- _TASK BRIEF_
Can you reproduce the data below line for line, without changing a single character?

- _PROVIDED RECORDS_
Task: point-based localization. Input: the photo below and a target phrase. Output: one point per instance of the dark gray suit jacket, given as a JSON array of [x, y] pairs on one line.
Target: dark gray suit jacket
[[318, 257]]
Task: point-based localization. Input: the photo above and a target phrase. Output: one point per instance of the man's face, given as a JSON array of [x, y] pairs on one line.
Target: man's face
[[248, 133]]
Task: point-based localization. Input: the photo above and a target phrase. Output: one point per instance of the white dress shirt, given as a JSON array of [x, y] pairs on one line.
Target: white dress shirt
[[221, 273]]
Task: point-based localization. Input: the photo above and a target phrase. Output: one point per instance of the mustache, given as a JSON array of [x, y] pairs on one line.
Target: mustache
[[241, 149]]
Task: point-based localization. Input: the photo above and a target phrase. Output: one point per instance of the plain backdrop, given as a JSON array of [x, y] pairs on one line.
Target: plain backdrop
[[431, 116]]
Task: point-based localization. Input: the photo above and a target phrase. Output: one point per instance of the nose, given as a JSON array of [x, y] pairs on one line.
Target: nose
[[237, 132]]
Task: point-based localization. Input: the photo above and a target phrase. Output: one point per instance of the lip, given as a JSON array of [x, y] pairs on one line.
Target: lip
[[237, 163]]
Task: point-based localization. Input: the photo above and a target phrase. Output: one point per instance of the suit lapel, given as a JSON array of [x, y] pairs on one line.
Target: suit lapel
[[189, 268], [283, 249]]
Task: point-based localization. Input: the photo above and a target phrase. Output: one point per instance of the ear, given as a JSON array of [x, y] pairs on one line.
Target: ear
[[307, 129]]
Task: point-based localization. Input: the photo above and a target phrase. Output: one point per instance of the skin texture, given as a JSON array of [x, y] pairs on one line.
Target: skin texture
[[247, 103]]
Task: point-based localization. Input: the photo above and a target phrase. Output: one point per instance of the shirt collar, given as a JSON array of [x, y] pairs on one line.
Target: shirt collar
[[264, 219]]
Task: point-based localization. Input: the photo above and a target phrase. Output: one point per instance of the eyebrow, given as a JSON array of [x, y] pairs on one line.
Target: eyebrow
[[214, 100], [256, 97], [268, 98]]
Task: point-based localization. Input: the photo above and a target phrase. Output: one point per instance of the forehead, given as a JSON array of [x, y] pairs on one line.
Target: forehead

- _ANSWER_
Task: point-based localization. Input: the photo below and a target phrase. Output: one point per instance of the dark gray suit jacket, given as a JSON array of [x, y] pairs on one line.
Target: dark gray suit jacket
[[318, 257]]
Task: point-based localization. Input: the photo above and a target phrase. Output: one point per instance of the man's face, given as a JSON array of [x, y] pairs on one line.
Target: man's face
[[248, 133]]
Task: point-based localization. Input: the photo above and a target phrase. Output: one point per instance of the white dress shirt, given as a JSON array of [x, y] pairs on one line.
Target: white dress shirt
[[221, 273]]
Task: point-based localization. Input: the photo above and a target phrase. Output: one point per instance of the mustache, given as a JSON array of [x, y] pairs on one line.
Target: mustache
[[241, 149]]
Task: point-based localization. Input: the photo above and a target phrase. Output: one point per instance of the plain backdrop, given as a JSON array of [x, y] pairs on one line.
Target: plain backdrop
[[431, 116]]
Task: point-based localization. Input: the photo above and a target phrase. Output: one point per instance of the nose, given as a JSON array of [x, y] pairs on one line.
Target: nose
[[237, 132]]
Task: point-based localization. Input: the photo above and a target phrase. Output: one point per instance of the lip, given as a JSON array of [x, y] pairs on one line.
Target: lip
[[237, 163]]
Task: point-based localization. Input: the photo above and a target phrase. Output: one point per instance of the suit lapel, given as a JSON array of [x, y] pairs on one line.
Target: suit lapel
[[189, 268], [283, 249]]
Task: point-based localization. Input: the photo above and a target phrase. Output: one point per instance of the ear, given as a JSON array of [x, y] pairs on one line.
Target: ear
[[307, 129]]
Task: point-based localization. Input: the photo above and a target phrase. Output: one point per instance of the skin texture, given as a JSON array of [x, y] pairs on one line.
Target: skin texture
[[247, 103]]
Task: point-based localization. Input: the photo above and a target phrase. Output: one point per instance of the shirt collar, given as a JSON array of [x, y] pairs on one line.
Target: shirt collar
[[264, 219]]
Task: point-based localization. Input: the photo above and a target phrase. Output: one point per instance of the eyebrow, given as a JSON array of [x, y] pairs on one line.
Target: eyebrow
[[214, 100], [256, 97], [268, 98]]
Task: point-based localization. Input: the photo above and a target phrase. Output: one point per instance of the forehead, given as a JSON array of [x, y] pairs on one line.
Target: forehead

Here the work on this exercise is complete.